> _Data shown_
--------------------------------------------------

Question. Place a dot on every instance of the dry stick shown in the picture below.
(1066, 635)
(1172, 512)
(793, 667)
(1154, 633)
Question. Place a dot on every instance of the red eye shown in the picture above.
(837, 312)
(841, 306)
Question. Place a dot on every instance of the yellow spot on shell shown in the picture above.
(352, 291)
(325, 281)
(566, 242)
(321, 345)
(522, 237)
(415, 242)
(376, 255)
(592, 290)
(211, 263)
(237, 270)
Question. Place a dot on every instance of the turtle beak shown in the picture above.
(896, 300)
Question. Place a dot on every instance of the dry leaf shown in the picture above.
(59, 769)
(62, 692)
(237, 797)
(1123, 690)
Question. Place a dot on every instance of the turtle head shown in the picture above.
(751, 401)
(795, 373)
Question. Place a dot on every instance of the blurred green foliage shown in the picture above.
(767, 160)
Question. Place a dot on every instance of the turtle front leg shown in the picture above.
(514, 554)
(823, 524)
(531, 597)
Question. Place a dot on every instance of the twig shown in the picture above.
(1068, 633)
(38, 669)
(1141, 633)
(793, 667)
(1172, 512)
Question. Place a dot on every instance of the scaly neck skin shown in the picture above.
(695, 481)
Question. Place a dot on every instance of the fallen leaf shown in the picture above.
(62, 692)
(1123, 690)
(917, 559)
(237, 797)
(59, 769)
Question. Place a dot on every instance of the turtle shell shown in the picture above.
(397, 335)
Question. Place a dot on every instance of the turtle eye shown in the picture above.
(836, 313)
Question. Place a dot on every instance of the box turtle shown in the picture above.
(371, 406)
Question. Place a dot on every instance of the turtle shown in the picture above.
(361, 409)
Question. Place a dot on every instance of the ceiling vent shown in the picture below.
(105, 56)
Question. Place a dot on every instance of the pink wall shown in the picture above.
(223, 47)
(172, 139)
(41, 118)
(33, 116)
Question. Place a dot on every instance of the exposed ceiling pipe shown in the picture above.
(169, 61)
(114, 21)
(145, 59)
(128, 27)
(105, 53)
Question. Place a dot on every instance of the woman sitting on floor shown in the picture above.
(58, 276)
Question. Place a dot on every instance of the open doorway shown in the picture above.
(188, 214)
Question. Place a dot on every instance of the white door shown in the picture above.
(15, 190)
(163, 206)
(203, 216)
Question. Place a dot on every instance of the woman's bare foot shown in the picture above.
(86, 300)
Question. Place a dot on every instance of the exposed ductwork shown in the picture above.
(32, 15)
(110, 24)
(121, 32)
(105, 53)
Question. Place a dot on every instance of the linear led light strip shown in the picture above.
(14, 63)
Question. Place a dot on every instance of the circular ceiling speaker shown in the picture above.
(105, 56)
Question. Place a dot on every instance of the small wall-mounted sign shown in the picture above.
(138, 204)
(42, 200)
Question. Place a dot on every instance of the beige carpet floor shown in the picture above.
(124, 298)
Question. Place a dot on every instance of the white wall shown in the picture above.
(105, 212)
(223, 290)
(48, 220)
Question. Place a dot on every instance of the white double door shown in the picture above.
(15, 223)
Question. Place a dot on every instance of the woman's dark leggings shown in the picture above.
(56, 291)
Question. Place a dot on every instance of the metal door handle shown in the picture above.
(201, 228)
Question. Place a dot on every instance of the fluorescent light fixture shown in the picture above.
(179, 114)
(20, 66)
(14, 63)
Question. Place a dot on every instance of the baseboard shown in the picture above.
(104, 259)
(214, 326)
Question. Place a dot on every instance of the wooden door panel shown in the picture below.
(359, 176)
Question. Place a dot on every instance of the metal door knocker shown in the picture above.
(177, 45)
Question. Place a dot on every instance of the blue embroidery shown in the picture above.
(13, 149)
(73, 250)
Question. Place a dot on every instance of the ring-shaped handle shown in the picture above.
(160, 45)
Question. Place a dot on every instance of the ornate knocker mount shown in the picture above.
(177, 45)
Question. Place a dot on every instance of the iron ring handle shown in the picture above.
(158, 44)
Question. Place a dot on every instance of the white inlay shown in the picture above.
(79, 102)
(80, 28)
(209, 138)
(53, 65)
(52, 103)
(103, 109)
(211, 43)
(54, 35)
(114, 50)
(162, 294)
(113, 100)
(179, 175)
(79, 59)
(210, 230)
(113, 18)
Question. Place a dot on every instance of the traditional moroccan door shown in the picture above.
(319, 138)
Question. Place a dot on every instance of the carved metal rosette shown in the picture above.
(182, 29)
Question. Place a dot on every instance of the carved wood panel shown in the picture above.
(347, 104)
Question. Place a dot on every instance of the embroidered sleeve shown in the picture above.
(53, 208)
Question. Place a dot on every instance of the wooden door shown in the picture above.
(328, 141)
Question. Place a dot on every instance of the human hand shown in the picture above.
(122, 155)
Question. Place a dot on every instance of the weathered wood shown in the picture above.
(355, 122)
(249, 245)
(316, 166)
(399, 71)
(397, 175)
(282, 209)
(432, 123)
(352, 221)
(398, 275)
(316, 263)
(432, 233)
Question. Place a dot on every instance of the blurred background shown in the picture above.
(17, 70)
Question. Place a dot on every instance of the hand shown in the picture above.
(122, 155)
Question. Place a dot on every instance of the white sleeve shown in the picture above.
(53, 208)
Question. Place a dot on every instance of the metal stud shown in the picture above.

--------------------------------------------------

> _Exercise_
Your task is to quote all of the data word for word.

> _Complete output_
Question. Place a dot on every instance of the dry stick shown in the picture below.
(1066, 635)
(1172, 512)
(793, 667)
(1154, 633)
Question. Place a dot on every instance of the red eye shown in the picture above.
(837, 312)
(841, 306)
Question. Place a dot on every instance of the yellow spot on shell shown in the picture above.
(352, 291)
(325, 281)
(566, 242)
(321, 345)
(522, 237)
(415, 242)
(376, 255)
(592, 290)
(211, 263)
(237, 270)
Question. Place a dot on every instance of the turtle beak shown in the picture above.
(896, 300)
Question. Place a dot on every instance of the dry leaf shown in the picture above.
(59, 769)
(62, 692)
(237, 797)
(1123, 690)
Question. Place a dot on every instance of the turtle head shown in the picture above.
(751, 401)
(795, 373)
Question. Place a dot on every instance of the blurred green foliage shown in the picture above.
(767, 160)
Question. Place a dot on every instance of the turtle front leg shown in the picture above.
(514, 554)
(823, 524)
(531, 597)
Question. Place a dot on every instance of the twig shown in the picture above.
(1068, 633)
(38, 669)
(1141, 633)
(793, 667)
(1172, 512)
Question. Place a dot on every instance of the scaly neck skin shown in the picture above.
(695, 481)
Question. Place a dot on every instance of the fallen leaf shown in the picture above.
(62, 692)
(1123, 690)
(917, 559)
(237, 797)
(59, 769)
Question. Place a dot on every instance of the turtle shell shown in the picture above.
(397, 335)
Question. Place a dot on every instance of the turtle eye shown in the picture above.
(836, 313)
Question. Place a dot on every instance of the box turtle shown in the picture above.
(371, 406)
Question. Place a dot on every instance of the turtle shown in the picture above.
(361, 409)
Question. Place a dot on every instance of the ceiling vent shown in the picture below.
(105, 56)
Question. Place a dot on every instance of the pink wall shown in the picture above.
(223, 47)
(172, 139)
(41, 118)
(33, 116)
Question. Place a dot on every instance of the exposed ceiling pipe shown in the picture above.
(169, 61)
(114, 21)
(145, 59)
(128, 27)
(105, 53)
Question. Place a dot on every instance of the woman sitting on floor shown in the picture above.
(58, 276)
Question. Place a dot on every instance of the open doorway shown in the picture above.
(188, 214)
Question. Place a dot on every instance of the white door shown in the picture above.
(15, 190)
(163, 206)
(203, 216)
Question. Place a dot on every instance of the woman's bare foot shown in the picture above.
(86, 300)
Question. Place a dot on every instance of the exposed ductwork shown in the picture above.
(32, 15)
(110, 24)
(121, 32)
(105, 53)
Question. Place a dot on every instance of the linear led light strip shown in the picture above.
(14, 63)
Question. Place a dot on every instance of the circular ceiling speaker shown in the picture above.
(105, 56)
Question. Place a dot on every instance of the small wall-mounted sign shown in the picture above.
(138, 204)
(42, 200)
Question. Place a dot on every instance of the beige carpet floor shown in the picture above.
(124, 298)
Question. Place a dot on every instance of the white wall shown in the picture above.
(105, 212)
(223, 290)
(48, 220)
Question. Place a dot on every instance of the white double door shown in the picture above.
(15, 223)
Question. Place a dot on every instance of the woman's dark leggings shown in the picture above.
(56, 291)
Question. Place a dot on every instance of the metal door handle shown in the picture above.
(201, 228)
Question. Place a dot on every instance of the fluorescent light fixture shown in the picture above.
(179, 114)
(20, 66)
(14, 63)
Question. Place a dot on every instance of the baseboard shown in the picture above.
(104, 259)
(214, 326)
Question. Place a dot on every instance of the wooden door panel shown in the picture below.
(359, 176)
Question. Place a dot on every instance of the metal door knocker shown in the picture above.
(177, 45)
Question. Place a dot on every instance of the blue embroidery shown in the picture above.
(13, 149)
(73, 250)
Question. Place a dot on every instance of the ring-shaped handle shown in the picture above.
(160, 45)
Question. Place a dot on every instance of the ornate knocker mount shown in the picture above.
(177, 45)
Question. Place a dot on every instance of the iron ring handle shown in the picture above.
(158, 44)
Question. Place a dot on every instance of the white inlay shown in the picture above.
(79, 102)
(80, 28)
(209, 138)
(53, 65)
(52, 103)
(103, 109)
(211, 43)
(54, 35)
(114, 50)
(162, 294)
(113, 100)
(179, 175)
(79, 59)
(210, 230)
(113, 18)
Question. Place a dot on every instance of the traditional moroccan door shown in the picture above.
(319, 138)
Question. Place a dot on every instance of the carved metal rosette shown in the picture above.
(182, 29)
Question. Place a dot on every instance of the carved wood panel shown in the picture above.
(347, 104)
Question. Place a dot on every instance of the embroidered sleeve shown in the picture above.
(53, 208)
Question. Place a dot on every instance of the wooden door shown in the picture above.
(328, 141)
Question. Place a dot on every instance of the human hand shown in the picture above.
(122, 155)
Question. Place a dot on every instance of the weathered wood shown in the picture above.
(355, 122)
(249, 245)
(316, 166)
(399, 71)
(397, 175)
(282, 209)
(432, 123)
(352, 221)
(398, 275)
(316, 263)
(432, 233)
Question. Place a dot on every instance of the blurred background shown in the picture above.
(17, 70)
Question. Place a dot on every instance of the hand shown in the picture above.
(122, 155)
Question. Place a dot on every instance of the white sleeve shown in the picture above.
(53, 208)
Question. Place a dot on every instance of the metal stud shown in the picture above.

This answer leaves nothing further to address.